** Travail à faire **
(1) Reformulez sous forme de liste le paragraphe du texte sur la Chine en 1945 qui commence par « Malgré l’intervention américaine », en conservant ses faits principaux.
(2) Poursuivez le texte sur la Chine en 1945 à partir de sa dernière phrase.

** Texte à lire **
==================================================

Le 6 août 1945, une première bombe atomique frappe
Hiroshima. Le 8 août, l’URSS entre en guerre contre le
Japon et pénètre en Mandchourie. Le 9 août, Mao
appelle à une « contre-offensive
générale » contre les Japonais en vue,
notamment, de s’emparer de leur armement. Le 14, Tokyo signe la
reddition. Dans la foulée de la capitulation, le Commandement
allié ordonne aux troupes japonaises stationnées en Chine
de ne se rendre qu’au Guomindang. Les forces de Chiang Kai-shek
étant positionnées dans le sud-ouest du pays,
d’énormes moyens aéroportés sont mis en
œuvre par les Etats-Unis pour les transférer rapidement
dans les provinces centrales et septentrionales, empêchant les
communistes de conquérir les principaux centres urbains. Le GMD
ainsi aidé récupère l’essentiel du butin de
guerre nippon.

    Malgré l’intervention
américaine, le PC réussit à étendre ses
zones libérées. Il concentre des forces en Mandchourie
– où cependant les Soviétiques occupent le terrain
jusqu’en 1946. C’est Moscou qui reçoit la reddition
japonaise et en profite pour faire main basse sur l’outillage
industriel de cette région riche en investissements
nippons ! Moscou laisse aussi le Guomindang reprendre le
contrôle des grandes villes. Mais le PCC renforce son
implantation et son armement.

==================================================

Relevés de pointage
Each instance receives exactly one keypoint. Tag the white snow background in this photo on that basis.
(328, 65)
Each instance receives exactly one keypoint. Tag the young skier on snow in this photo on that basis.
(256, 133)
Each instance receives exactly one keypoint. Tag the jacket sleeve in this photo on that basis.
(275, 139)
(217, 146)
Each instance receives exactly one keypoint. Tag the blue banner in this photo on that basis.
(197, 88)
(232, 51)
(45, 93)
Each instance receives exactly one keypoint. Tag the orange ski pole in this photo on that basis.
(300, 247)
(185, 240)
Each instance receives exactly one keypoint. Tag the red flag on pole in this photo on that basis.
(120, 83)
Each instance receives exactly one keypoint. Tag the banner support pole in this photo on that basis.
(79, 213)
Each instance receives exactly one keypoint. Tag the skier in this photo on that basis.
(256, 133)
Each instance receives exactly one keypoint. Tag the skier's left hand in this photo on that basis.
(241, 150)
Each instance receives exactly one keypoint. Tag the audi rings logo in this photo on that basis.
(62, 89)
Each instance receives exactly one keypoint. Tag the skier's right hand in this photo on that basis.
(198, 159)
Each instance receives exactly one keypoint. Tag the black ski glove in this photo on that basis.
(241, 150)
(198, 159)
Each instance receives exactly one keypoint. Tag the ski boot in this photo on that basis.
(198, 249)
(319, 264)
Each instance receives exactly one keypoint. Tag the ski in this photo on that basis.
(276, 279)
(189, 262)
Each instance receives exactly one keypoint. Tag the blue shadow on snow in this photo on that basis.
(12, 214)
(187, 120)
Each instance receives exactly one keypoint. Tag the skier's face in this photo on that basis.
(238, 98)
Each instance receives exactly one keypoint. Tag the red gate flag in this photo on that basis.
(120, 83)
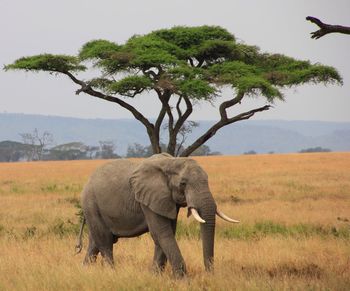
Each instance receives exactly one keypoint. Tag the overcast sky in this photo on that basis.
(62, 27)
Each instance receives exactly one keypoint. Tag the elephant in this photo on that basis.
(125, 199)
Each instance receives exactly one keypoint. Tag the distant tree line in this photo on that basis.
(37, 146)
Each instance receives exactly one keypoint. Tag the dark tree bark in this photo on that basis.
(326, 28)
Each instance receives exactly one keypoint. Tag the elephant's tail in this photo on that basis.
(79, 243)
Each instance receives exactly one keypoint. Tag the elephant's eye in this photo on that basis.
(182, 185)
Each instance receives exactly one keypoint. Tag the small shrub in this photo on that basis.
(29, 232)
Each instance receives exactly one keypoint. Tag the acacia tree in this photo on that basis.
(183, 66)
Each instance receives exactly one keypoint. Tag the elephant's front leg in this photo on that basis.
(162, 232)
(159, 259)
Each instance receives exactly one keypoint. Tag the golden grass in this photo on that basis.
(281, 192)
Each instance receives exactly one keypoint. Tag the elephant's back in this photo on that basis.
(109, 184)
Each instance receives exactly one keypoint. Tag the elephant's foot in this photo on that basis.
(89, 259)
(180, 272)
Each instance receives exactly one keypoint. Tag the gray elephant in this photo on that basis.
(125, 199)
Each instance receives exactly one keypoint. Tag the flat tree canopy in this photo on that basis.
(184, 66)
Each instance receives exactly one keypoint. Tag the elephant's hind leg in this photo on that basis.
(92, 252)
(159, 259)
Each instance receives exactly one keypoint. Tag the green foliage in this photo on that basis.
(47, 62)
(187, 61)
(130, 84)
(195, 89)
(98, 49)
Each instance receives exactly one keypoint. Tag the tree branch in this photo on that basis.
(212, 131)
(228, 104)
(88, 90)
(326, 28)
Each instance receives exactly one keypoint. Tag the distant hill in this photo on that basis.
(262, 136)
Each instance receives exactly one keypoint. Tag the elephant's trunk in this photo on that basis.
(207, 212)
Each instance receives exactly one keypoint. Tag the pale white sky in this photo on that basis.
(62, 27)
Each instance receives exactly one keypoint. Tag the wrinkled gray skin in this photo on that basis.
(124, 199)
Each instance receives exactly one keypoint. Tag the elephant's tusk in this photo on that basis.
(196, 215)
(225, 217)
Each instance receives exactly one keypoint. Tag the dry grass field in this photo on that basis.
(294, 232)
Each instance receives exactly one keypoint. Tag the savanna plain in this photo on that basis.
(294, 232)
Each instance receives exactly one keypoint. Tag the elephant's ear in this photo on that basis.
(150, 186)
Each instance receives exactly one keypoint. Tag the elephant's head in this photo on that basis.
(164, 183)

==================================================

** Réponses par tâche **
(1)
- Malgré l’intervention américaine, le PC étend ses zones libérées.
- Il concentre des forces en Mandchourie, que les Soviétiques occupent jusqu’en 1946.
- Moscou reçoit la reddition japonaise et s’empare de l’outillage industriel de cette région.
- Moscou laisse le Guomindang reprendre le contrôle des grandes villes.
- Le PCC renforce son implantation et son armement.

(2)
    Parallèlement à cette course de
vitesse engagée dans des conditions inégales entre le GMD
et le PCC, des négociations de paix s’ouvrent entre les
deux partis. Au sortir de la Seconde Guerre mondiale, les rapports de
forces ont atteint un point d’équilibre instable. La
population aspire à la paix et chaque parti politique doit
démontrer que la reprise de la guerre civile serait de la
responsabilité de l’autre. Sur le plan international, les
Etats-Unis et l’URSS négocient. Moscou a pris son temps
pour se retirer de Mandchourie, mais, fondamentalement, la direction
soviétique respecte les accords de Yalta selon lesquels la
Chine, pays « tampon », appartient de fait
à la zone mondiale d’influence occidentale (Staline,
d’ailleurs, ne croit pas qu’une victoire communiste est
alors possible en Chine). Les Etats-Unis appuient efficacement le
Guomindang, mais ils ne sont pas en mesure de s’engager
eux-mêmes dans une nouvelle guerre sur le continent. Chiang
Kai-shek bénéficie d’une formidable puissance
militaire ! Mais il lui fallait du temps pour se
redéployer dans l’ensemble du pays : les
premières attaques menées contre des zones du PCC
tournent vite mal…

Le retour à la guerre

Rétrospectivement, la reprise de la guerre civile apparaît
inévitable, mais la négociation s’est
imposée comme un moment nécessaire de la guerre. La
bataille de la paix a été, pour un temps, un terrain
essentiel de confrontation politique entre révolution et
contre-­révolution
.
    Les négociations de paix sont menées
sous égide américaine. Malgré un début
flamboyant, elles s’enlisent rapidement. Le retour effectif
à la guerre civile commence dès mars-avril 1946. Les
combats se généralisent durant l’été.
Un an plus tard, l’Armée rouge (dorénavant
appelée Armée populaire de libération – APL)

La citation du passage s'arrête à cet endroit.